Objective: Restate the records in their entirety, word for word.

The data:
========
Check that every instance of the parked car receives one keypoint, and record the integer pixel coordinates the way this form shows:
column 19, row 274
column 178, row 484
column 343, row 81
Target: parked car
========
Answer below:
Check that every instance of the parked car receives one keypoint, and record the integer pixel coordinates the way this form shows:
column 19, row 274
column 178, row 484
column 343, row 81
Target: parked car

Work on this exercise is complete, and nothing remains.